LLM-FSM: Advancing Finite-State Reasoning in RTL Code Generation

Executive Summary

LLM-FSM is an innovative benchmark aimed at evaluating large language models (LLMs) on their ability to translate natural-language specifications into correct RTL implementations, focusing on finite-state machine (FSM) behaviors. This work is pivotal for hardware design, offering an automated pipeline to assess and improve the efficacy of LLMs in complex reasoning tasks.

The Architecture / Core Concept

At the heart of LLM-FSM lies an automated pipeline that first constructs FSMs with configurable state counts and constrained transitions. The core idea is to prompt LLMs to express these FSMs using a structured YAML format, contextualized within specific applications, and convert these into natural-language (NL) specifications. The same YAML descriptions are then employed to synthesize reference RTL and testbench code, ensuring correctness through LLM-based and SAT-solver-based verification methods.

This architecture is designed to push the boundaries of what LLMs can achieve in terms of finite-state reasoning by increasing complexity gradually. The pipeline's design helps detect point of decline in accuracy, thereby identifying areas for model improvement.

Implementation Details

The LLM-FSM pipeline starts with YAML format definitions. Here's an illustrative example of how a simple FSM could be encoded:

title: "Simple Traffic Light"

Activities »
1. Rewrite the paragraph of the LLM-FSM text beginning "At the heart of LLM-FSM" as a bulleted list that keeps its main facts.
2. Put this sentence from the LLM-FSM text into Spanish: "This architecture is designed to push the boundaries of what LLMs can achieve in terms of finite-state reasoning by increasing complexity gradually."
3. Carry the LLM-FSM text forward from the last line shown.
The rows after the LLM-FSM text are not needed for this work.

Input data »
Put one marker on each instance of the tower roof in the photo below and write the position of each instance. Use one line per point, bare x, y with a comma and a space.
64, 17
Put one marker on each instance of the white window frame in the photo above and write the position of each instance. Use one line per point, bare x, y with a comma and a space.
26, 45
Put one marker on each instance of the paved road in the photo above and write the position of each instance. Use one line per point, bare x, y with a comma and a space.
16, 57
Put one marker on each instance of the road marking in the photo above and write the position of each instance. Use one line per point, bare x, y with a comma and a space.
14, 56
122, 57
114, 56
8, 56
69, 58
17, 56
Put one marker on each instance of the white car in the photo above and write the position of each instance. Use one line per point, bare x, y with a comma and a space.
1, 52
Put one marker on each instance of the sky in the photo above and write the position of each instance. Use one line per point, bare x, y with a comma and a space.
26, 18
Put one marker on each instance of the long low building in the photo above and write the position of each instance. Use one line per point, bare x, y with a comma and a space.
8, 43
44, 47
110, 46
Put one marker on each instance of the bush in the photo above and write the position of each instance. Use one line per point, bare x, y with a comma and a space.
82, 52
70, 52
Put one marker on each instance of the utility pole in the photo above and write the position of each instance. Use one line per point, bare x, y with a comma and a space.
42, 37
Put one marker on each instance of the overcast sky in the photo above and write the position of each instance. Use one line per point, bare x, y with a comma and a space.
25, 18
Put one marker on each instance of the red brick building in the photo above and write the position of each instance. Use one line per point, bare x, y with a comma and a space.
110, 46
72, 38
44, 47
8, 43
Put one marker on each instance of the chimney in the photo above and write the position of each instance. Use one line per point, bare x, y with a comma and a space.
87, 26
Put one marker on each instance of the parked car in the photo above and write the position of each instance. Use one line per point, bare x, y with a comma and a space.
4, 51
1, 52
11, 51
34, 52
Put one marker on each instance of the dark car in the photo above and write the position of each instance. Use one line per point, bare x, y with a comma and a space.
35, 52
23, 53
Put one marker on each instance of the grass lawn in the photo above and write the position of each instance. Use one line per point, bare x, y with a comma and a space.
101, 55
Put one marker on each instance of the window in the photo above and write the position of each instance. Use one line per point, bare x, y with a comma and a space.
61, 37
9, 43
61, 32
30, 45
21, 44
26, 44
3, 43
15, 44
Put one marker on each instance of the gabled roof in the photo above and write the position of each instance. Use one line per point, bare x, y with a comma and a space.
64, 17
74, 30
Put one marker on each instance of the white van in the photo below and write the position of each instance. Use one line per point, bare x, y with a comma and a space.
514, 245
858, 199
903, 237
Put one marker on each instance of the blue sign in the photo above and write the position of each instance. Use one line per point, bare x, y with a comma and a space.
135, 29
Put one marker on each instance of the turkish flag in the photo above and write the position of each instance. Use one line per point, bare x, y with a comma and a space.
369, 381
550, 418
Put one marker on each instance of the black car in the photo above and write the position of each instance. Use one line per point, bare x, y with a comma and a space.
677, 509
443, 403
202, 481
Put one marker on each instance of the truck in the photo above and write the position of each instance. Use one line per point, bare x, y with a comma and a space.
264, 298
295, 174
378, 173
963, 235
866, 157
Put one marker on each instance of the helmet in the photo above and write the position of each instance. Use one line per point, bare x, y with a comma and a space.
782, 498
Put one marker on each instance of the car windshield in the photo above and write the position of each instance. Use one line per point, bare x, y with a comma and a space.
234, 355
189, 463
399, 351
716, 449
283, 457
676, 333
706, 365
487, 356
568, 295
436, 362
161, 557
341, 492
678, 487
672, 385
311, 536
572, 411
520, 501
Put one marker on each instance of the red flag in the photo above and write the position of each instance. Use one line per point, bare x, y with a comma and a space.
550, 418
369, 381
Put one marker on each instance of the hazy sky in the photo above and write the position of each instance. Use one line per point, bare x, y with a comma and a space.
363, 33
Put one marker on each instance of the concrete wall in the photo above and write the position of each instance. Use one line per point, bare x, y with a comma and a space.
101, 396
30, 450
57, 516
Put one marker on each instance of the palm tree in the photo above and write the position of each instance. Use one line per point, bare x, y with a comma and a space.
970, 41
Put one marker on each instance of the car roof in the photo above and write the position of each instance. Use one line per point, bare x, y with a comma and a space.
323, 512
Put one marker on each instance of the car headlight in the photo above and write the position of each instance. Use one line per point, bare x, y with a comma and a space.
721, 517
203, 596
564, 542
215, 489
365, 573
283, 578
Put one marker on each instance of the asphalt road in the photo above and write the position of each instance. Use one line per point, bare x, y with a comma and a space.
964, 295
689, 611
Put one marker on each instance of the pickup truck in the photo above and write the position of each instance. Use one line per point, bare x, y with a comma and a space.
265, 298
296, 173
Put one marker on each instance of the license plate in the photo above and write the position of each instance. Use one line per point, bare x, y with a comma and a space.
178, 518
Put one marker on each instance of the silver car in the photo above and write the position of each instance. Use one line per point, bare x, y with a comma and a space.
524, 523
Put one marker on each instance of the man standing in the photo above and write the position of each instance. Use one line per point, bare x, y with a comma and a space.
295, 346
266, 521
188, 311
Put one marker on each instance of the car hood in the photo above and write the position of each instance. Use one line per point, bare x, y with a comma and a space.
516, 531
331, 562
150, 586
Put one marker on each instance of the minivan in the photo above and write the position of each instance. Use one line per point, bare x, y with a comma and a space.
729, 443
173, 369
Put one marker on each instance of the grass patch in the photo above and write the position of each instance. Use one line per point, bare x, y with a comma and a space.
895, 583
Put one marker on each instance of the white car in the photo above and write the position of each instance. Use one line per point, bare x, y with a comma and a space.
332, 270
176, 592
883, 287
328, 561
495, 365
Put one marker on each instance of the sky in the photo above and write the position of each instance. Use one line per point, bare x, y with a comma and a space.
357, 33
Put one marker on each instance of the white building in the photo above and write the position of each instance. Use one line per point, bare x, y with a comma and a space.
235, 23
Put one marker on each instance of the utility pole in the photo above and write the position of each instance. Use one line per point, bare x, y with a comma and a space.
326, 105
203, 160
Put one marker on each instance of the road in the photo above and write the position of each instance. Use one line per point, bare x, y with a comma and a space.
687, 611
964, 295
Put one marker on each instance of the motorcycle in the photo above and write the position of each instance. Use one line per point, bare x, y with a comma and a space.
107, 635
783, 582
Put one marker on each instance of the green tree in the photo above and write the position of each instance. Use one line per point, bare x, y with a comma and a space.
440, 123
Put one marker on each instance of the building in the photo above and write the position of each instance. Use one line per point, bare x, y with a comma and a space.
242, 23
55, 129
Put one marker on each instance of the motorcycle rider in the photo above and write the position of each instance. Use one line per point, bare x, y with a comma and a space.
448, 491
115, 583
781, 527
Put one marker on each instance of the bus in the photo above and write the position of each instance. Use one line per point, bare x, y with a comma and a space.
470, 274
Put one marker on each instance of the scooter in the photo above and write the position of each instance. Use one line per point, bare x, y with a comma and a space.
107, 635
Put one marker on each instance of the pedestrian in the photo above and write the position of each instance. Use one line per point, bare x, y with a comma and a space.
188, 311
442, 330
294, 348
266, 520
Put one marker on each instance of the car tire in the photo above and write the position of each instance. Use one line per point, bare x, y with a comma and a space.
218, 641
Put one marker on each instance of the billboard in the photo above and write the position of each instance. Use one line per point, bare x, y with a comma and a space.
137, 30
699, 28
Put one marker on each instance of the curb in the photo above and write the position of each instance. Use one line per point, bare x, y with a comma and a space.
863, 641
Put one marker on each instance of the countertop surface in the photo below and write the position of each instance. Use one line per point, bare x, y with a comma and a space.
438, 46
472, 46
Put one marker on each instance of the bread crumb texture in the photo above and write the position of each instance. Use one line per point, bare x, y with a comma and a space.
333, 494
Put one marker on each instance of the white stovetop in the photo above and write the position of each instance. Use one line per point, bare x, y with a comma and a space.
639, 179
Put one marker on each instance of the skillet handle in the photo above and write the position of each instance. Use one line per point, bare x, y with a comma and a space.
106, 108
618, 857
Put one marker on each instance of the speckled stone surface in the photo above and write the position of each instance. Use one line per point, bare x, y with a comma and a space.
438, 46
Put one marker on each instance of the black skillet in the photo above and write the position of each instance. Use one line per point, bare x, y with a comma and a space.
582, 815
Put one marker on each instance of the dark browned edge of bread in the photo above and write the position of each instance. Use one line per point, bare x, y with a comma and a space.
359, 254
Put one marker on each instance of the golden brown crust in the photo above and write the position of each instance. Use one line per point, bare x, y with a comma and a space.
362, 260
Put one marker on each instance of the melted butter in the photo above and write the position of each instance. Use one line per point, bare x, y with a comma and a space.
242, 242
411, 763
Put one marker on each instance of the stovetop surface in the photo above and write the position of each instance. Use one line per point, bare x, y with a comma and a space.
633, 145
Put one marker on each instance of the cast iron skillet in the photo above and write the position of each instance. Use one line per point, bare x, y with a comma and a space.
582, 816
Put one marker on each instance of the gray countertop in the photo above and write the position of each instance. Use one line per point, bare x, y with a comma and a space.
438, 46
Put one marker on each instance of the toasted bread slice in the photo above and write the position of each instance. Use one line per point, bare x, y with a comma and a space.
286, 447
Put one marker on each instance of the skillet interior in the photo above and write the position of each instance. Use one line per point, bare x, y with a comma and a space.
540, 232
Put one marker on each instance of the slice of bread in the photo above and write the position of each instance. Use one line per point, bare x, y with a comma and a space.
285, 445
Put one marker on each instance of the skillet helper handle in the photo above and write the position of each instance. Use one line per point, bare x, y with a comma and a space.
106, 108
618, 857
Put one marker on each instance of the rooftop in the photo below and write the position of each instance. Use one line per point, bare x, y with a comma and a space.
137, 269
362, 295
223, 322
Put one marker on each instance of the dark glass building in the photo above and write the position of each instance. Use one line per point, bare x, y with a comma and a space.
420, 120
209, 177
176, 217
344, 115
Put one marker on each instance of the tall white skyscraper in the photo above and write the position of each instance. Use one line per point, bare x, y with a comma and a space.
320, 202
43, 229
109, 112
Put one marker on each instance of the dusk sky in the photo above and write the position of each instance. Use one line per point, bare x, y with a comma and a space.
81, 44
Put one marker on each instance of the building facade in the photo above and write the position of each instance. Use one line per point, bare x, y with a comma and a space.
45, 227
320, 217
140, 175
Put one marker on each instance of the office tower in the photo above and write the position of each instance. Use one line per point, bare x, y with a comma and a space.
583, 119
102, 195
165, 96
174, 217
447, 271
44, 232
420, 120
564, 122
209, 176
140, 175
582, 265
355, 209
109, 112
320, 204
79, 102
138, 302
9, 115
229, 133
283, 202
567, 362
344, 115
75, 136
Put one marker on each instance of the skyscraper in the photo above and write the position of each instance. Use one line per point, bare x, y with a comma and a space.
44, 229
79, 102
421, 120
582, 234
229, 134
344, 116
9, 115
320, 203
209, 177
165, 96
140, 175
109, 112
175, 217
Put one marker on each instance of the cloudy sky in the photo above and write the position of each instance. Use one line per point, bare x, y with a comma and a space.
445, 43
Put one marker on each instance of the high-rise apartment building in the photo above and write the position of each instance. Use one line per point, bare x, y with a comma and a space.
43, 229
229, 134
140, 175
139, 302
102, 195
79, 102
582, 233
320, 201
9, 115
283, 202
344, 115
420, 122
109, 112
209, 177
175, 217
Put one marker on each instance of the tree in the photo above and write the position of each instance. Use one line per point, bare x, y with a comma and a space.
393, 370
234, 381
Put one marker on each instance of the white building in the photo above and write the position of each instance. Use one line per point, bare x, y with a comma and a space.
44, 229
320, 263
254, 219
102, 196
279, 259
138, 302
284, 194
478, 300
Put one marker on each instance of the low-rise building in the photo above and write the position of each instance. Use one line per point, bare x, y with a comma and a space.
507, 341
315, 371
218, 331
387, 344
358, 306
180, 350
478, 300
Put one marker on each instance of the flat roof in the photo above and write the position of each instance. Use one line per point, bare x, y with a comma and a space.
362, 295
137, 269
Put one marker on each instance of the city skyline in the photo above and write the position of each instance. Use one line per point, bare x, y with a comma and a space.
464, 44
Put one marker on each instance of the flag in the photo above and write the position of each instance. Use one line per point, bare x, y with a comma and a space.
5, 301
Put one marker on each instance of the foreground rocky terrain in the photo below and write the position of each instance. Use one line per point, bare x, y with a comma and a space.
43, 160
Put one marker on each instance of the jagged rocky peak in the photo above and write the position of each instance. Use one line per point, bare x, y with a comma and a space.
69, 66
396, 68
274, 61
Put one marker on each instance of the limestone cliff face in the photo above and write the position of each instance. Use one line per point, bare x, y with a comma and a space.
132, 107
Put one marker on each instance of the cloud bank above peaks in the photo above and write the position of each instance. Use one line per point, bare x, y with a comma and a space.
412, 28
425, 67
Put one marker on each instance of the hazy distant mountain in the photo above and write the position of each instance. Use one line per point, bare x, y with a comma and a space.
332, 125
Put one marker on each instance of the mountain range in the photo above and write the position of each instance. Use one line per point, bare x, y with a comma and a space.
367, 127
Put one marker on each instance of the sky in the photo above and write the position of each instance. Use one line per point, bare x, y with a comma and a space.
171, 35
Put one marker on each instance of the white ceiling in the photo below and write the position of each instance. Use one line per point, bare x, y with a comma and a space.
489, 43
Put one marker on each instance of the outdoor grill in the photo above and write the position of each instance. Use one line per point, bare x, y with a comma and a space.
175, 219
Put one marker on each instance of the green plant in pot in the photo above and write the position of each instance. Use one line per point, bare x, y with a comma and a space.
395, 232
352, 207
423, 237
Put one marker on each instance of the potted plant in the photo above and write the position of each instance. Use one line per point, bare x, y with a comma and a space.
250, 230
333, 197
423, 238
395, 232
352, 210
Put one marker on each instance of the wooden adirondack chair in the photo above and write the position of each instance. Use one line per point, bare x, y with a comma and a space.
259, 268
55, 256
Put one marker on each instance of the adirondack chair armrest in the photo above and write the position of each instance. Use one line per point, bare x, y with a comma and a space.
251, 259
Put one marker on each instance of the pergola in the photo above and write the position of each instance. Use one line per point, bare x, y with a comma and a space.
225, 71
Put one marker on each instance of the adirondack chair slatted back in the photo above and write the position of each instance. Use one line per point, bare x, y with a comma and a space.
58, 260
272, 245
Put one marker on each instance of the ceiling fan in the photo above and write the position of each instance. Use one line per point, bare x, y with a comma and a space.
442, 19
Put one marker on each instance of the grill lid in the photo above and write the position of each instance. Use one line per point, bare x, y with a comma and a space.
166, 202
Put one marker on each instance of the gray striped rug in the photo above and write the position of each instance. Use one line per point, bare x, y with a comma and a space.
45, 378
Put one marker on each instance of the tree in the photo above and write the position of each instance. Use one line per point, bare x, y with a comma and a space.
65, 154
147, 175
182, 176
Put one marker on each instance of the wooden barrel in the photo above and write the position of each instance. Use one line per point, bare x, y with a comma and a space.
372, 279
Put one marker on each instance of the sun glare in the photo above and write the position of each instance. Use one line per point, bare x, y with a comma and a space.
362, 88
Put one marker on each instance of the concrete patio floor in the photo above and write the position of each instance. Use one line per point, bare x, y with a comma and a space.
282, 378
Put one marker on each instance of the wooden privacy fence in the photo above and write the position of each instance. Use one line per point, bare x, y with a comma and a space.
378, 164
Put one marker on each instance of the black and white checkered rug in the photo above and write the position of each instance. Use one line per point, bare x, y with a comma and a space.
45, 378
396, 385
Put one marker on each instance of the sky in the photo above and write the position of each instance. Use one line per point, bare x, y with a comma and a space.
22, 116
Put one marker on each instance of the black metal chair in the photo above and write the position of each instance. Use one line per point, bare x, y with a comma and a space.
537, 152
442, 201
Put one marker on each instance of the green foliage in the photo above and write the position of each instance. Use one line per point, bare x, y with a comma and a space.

Per-task outputs »
1.
- An automated pipeline builds FSMs with configurable state counts and constrained transitions.
- LLMs are prompted to express these FSMs in a structured YAML format set within specific applications.
- These YAML descriptions are converted into natural-language (NL) specifications.
- The same YAML descriptions are used to synthesize reference RTL and testbench code.
- Correctness is checked through LLM-based and SAT-solver-based verification.

2. Esta arquitectura está diseñada para ampliar los límites de lo que los LLM pueden lograr en materia de razonamiento de estados finitos, aumentando la complejidad de forma gradual.

3.
states:
  - state: "Red"
    transitions:
      - condition: "time_elapsed"
        next_state: "Green"
  - state: "Green"
    transitions:
      - condition: "time_elapsed"
        next_state: "Yellow"
  - state: "Yellow"
    transitions:
      - condition: "time_elapsed"
        next_state: "Red"

This YAML can serve as a basis for describing a basic traffic light FSM, which can then be transformed by an LLM into an NL specification and, subsequently, into an RTL implementation.

From this same YAML, the synthesis pipeline generates RTL descriptions. Here is a simple RTL synthesis example (in Verilog pseudo-code):

module TrafficLightFSM(
    input clk,
    input reset,
    output reg [1:0] state
);
    reg [1:0] next_state;
    
    parameter RED = 2'b00, GREEN = 2'b01, YELLOW = 2'b10;
    
    always @(posedge clk or posedge reset) begin
        if (reset)
            state <= RED;
        else
            state <= next_state;
    end
    
    always @(state) begin
        case (state)
            RED:    next_state <= GREEN;
            GREEN:  next_state <= YELLOW;
            YELLOW: next_state <= RED;
        endcase
    end
endmodule

Engineering Implications

The ability of LLMs to handle FSM-to-RTL translation poses significant scalability challenges. As the complexity of FSMs increases, the compute demands skyrocket, particularly for test-time evaluations. There’s a trade-off between the granularity of FSM transitions and model performance—more complex FSMs push models to their limits, impacting latency and compute cost. Additionally, the reliance on LLM capabilities highlights the necessity for robust model training, possibly beyond current state-of-the-art supervised fine-tuning (SFT) techniques.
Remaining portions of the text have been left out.